What you print should match the entries exactly, only without the pictures.

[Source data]

# # # #

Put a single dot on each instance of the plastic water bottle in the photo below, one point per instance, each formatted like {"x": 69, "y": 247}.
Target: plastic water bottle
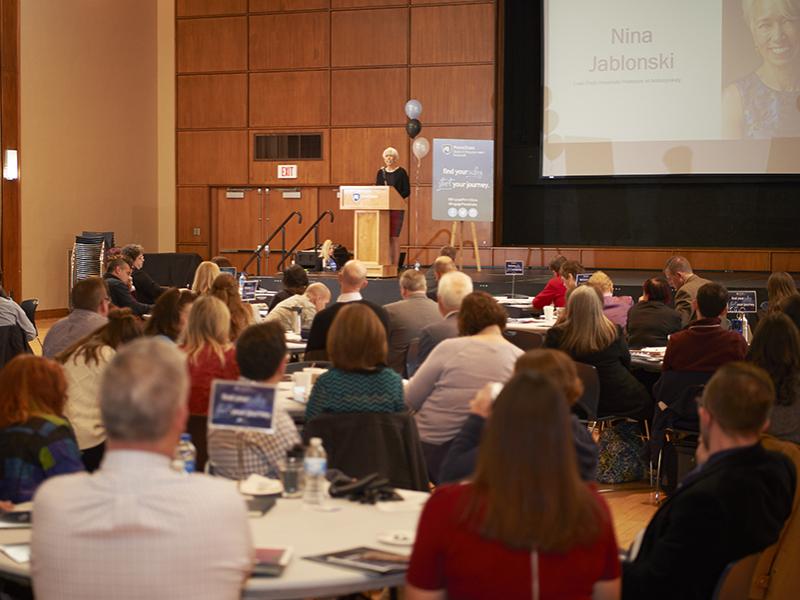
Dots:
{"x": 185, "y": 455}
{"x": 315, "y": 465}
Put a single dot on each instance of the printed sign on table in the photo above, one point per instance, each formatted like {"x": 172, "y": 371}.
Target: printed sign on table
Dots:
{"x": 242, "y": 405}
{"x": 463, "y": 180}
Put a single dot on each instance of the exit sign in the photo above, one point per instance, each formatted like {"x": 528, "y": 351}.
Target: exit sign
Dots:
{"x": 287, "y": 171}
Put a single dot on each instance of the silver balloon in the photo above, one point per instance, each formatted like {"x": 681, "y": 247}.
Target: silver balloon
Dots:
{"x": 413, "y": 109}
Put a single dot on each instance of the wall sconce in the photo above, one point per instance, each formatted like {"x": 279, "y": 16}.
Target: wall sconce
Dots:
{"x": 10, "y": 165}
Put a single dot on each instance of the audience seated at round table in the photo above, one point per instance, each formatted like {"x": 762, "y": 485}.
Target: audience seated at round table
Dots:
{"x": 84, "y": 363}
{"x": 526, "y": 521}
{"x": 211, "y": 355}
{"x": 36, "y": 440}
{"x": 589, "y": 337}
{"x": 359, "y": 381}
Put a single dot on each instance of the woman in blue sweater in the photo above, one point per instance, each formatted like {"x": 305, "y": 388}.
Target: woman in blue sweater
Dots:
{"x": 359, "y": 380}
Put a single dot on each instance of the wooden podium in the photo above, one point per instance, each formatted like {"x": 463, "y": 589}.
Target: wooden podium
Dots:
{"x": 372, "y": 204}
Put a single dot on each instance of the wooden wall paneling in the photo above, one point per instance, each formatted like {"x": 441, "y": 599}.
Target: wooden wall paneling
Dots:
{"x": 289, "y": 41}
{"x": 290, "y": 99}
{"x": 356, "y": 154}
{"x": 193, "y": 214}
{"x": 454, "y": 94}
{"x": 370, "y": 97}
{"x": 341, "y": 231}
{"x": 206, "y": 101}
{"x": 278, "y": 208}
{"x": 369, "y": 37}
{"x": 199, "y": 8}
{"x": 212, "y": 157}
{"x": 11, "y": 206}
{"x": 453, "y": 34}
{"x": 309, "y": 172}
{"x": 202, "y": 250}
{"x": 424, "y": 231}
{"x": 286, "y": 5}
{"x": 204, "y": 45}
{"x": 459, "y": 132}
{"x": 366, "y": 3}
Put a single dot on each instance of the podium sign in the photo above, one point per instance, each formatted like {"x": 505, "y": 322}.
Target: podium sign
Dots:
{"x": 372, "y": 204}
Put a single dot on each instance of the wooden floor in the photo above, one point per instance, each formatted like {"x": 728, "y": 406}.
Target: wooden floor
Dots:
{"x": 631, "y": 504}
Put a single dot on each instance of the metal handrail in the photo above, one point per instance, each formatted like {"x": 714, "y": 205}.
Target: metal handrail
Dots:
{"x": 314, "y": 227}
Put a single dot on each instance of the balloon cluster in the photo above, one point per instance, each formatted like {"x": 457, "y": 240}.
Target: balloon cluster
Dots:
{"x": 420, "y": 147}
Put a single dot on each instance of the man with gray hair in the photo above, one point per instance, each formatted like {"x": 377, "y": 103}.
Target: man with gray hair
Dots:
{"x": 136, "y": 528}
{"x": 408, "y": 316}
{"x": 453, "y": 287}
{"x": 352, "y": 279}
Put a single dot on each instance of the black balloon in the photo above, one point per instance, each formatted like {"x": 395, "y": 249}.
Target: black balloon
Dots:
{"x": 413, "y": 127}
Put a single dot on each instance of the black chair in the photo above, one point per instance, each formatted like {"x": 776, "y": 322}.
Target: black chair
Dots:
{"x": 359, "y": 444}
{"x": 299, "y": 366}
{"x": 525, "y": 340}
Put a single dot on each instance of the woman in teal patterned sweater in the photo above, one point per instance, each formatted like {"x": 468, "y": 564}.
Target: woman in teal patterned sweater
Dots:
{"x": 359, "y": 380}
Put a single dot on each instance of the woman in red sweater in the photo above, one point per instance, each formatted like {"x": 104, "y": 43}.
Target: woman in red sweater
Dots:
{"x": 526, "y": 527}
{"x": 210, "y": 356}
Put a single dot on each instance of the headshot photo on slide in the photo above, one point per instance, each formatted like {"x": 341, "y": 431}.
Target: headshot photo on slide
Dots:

# # # #

*ANSWER SPACE*.
Put a single dot on each instance of the plastic water bottle in the photo below, one point per instance, each formatted like {"x": 69, "y": 247}.
Target: plastic water bottle
Dots:
{"x": 185, "y": 455}
{"x": 315, "y": 465}
Put a single dot on each instance of the printed sign on table in the photo above, one point per instance, each formatted like {"x": 172, "y": 371}.
Target: printed sign on table
Dots:
{"x": 242, "y": 405}
{"x": 463, "y": 180}
Put a single dot on each instance of the exit sign in the photo above, one point per instance, each formatted like {"x": 528, "y": 351}.
Target: exit sign
Dots:
{"x": 287, "y": 171}
Put a single dot on each instance of the silver balloon in the photo above, one point per instance, each formatted like {"x": 681, "y": 247}.
Target: silver balloon
Dots:
{"x": 413, "y": 109}
Put a single dot on each instance of the wall sconce in the photo above, one point per instance, each formatted like {"x": 279, "y": 16}.
Target: wall sconce
Dots:
{"x": 10, "y": 165}
Put a single dot on each instance of the audience seated at round table in the photo above, one point per instance, each formatted like {"x": 762, "y": 485}.
Target: audience seated at round table
Dots:
{"x": 84, "y": 363}
{"x": 526, "y": 521}
{"x": 211, "y": 355}
{"x": 36, "y": 440}
{"x": 589, "y": 337}
{"x": 359, "y": 381}
Put a single dot on each instance of the woman in blue sweater in the photo above, one point per instance, each formatted like {"x": 305, "y": 388}.
Target: woman in blue sweater
Dots:
{"x": 359, "y": 380}
Put a single dot on each instance of the wooden podium in the photo above, one point per instance, each formatted like {"x": 463, "y": 589}.
Target: wooden podium
Dots:
{"x": 372, "y": 204}
Put a single dot on each instance of the wooden wall paneling in the photo above, one point per instance, each formatted like {"x": 441, "y": 599}.
Target: wooden wall paneling
Dots:
{"x": 289, "y": 41}
{"x": 290, "y": 99}
{"x": 356, "y": 154}
{"x": 193, "y": 214}
{"x": 454, "y": 94}
{"x": 370, "y": 97}
{"x": 341, "y": 231}
{"x": 206, "y": 101}
{"x": 278, "y": 208}
{"x": 369, "y": 37}
{"x": 199, "y": 8}
{"x": 212, "y": 157}
{"x": 11, "y": 206}
{"x": 453, "y": 34}
{"x": 309, "y": 172}
{"x": 202, "y": 250}
{"x": 424, "y": 231}
{"x": 286, "y": 5}
{"x": 204, "y": 45}
{"x": 459, "y": 132}
{"x": 366, "y": 3}
Put a single dot on each instance of the podium sign in the photo above, one point per instance, each formatted like {"x": 505, "y": 322}.
Target: podium sign
Dots:
{"x": 372, "y": 204}
Put a single dot on each instance of the wooden floor in the photo above, one point per instance, each formatted like {"x": 728, "y": 406}.
Target: wooden floor
Dots:
{"x": 631, "y": 504}
Put a single dot on each instance of the metal handrail in the photo above, one point per instance, each formatted like {"x": 714, "y": 205}.
Target: metal handrail
Dots:
{"x": 314, "y": 227}
Put a single dot on each instance of the balloon cluster in the photo above, one point per instance, each formatted like {"x": 457, "y": 240}.
Target: balloon cluster
Dots:
{"x": 420, "y": 147}
Put a single dot on each instance of the man with gray hair in the photo above, one point per instance, each formatted like {"x": 377, "y": 103}.
Target: man with gray hair
Dots:
{"x": 136, "y": 528}
{"x": 408, "y": 316}
{"x": 453, "y": 287}
{"x": 352, "y": 279}
Put a single dot on each instance of the black balloon in the photo above, one point per instance, each formatted like {"x": 395, "y": 249}.
Target: black balloon
Dots:
{"x": 413, "y": 127}
Put a single dot on each instance of the black chair in the photo above, one point per instance, each formatted like {"x": 776, "y": 322}.
Target: black chair
Dots:
{"x": 359, "y": 444}
{"x": 299, "y": 366}
{"x": 525, "y": 340}
Put a single dot on each instance of the woman in teal patterned sweater in the photo above, one point per instance, each formatted like {"x": 468, "y": 564}.
Target: woman in teal patterned sweater
Dots:
{"x": 359, "y": 380}
Put a single dot on each instance of the woman in red sweater in the photo above, one point per instance, each formatted like {"x": 104, "y": 43}.
Target: woman in red sweater
Dots:
{"x": 526, "y": 527}
{"x": 210, "y": 356}
Put a single dot on each instance of the headshot photo on slide in the photo above, one point per instance, each formatted like {"x": 341, "y": 431}.
Target: headshot photo on slide
Dots:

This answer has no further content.